(EXERCISE PROMPT): Given the listing below, write out exactly the lines starting with the line that has "Target: airport tarmac" and going on through the line that has "Target: red tail fin", both kept.

(DATA EXTRACT):
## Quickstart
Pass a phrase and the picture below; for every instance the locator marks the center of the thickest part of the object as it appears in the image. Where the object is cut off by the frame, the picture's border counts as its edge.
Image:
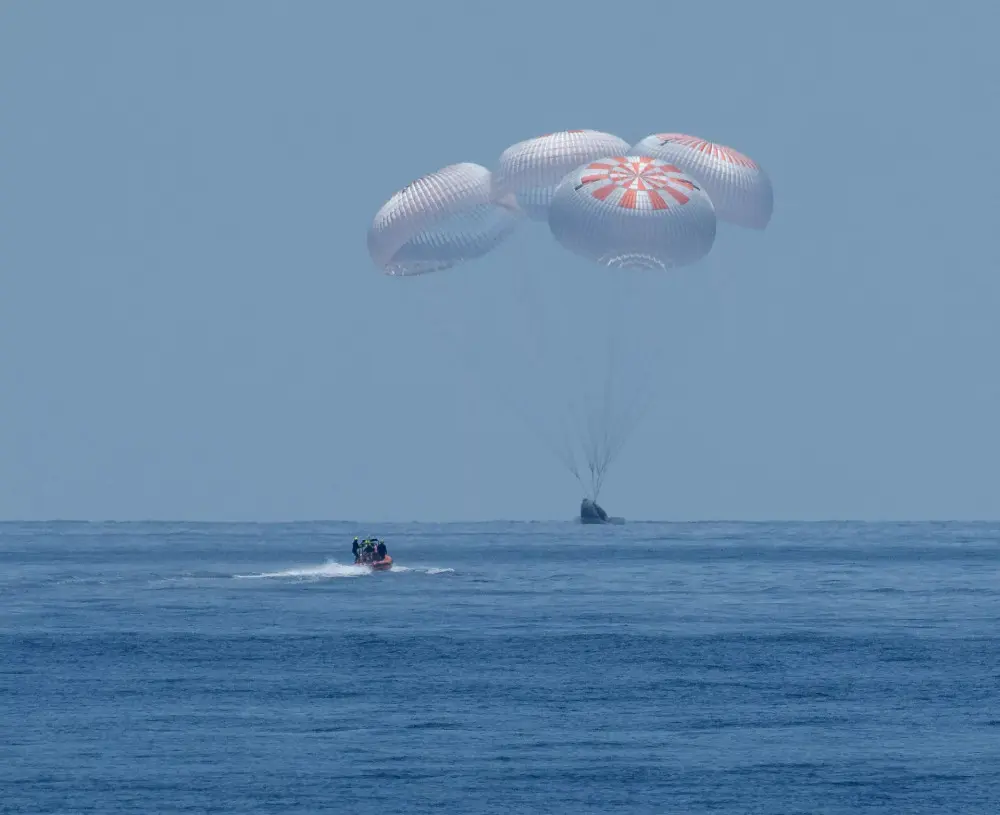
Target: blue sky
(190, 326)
--
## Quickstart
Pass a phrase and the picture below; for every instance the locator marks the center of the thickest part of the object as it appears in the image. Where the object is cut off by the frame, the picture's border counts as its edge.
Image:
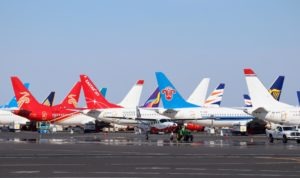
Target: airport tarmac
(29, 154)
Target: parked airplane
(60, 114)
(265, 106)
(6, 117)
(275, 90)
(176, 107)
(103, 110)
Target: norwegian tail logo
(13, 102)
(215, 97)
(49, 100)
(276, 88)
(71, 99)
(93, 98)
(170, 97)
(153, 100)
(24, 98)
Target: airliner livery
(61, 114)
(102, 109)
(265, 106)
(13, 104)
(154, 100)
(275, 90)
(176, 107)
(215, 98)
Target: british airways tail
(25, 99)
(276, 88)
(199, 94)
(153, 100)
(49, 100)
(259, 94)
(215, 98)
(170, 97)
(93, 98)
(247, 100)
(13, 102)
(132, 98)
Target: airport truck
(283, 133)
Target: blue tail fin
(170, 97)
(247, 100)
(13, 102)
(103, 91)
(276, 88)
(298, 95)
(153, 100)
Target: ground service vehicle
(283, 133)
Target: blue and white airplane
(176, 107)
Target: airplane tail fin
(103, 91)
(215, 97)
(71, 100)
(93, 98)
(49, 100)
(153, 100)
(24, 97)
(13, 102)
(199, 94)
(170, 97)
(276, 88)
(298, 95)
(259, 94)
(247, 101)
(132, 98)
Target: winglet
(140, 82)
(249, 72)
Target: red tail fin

(WRITTEN ANSWER):
Target: airport tarmac
(29, 154)
Target: parked airplane
(60, 114)
(265, 106)
(6, 117)
(275, 90)
(176, 107)
(103, 110)
Target: norwegian tail logo
(13, 102)
(215, 97)
(49, 100)
(276, 88)
(71, 99)
(93, 98)
(170, 97)
(153, 100)
(24, 98)
Target: airliner livery
(61, 114)
(102, 109)
(265, 106)
(13, 104)
(154, 100)
(275, 90)
(176, 107)
(215, 98)
Target: british airways tail
(25, 99)
(276, 88)
(199, 94)
(153, 100)
(49, 100)
(259, 94)
(215, 98)
(170, 97)
(93, 98)
(247, 100)
(13, 102)
(132, 98)
Target: airport truck
(283, 133)
Target: blue tail fin
(170, 97)
(247, 100)
(13, 102)
(103, 91)
(276, 88)
(298, 95)
(153, 100)
Target: ground service vehicle
(283, 133)
Target: blue and white airplane
(176, 107)
Target: airplane tail fin
(103, 91)
(215, 97)
(71, 100)
(93, 98)
(49, 100)
(153, 100)
(24, 97)
(13, 102)
(199, 94)
(170, 97)
(276, 88)
(298, 95)
(259, 94)
(247, 101)
(132, 98)
Target: winglet
(140, 82)
(249, 72)
Target: red tail fin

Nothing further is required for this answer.